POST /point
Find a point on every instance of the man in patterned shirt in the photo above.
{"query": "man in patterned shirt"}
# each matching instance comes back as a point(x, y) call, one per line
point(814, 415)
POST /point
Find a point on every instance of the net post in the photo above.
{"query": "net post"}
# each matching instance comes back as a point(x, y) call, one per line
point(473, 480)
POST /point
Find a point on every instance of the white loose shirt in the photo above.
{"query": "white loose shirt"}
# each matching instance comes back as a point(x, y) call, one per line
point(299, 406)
* * *
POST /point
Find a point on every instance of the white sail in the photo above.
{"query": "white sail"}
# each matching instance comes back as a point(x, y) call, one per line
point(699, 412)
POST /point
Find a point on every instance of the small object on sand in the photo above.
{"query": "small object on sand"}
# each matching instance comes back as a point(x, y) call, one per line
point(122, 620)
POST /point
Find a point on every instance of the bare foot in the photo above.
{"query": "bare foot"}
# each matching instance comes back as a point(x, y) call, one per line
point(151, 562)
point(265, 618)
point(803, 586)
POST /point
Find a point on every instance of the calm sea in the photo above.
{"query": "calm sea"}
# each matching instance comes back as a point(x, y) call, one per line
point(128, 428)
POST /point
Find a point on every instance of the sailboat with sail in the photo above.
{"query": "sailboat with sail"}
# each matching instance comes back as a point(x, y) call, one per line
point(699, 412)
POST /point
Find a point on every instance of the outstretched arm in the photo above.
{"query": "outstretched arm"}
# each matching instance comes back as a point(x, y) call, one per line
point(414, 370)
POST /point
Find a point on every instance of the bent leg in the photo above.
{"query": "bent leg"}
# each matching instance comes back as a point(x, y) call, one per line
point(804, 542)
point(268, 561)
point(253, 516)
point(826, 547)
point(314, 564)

- **ASSIGNMENT**:
Scan the material above. Copy each line that holds the word "outstretched".

- **RESPONSE FOR THIS EXERCISE**:
Find a point on every instance of the outstretched arm in the photo above.
{"query": "outstretched arm"}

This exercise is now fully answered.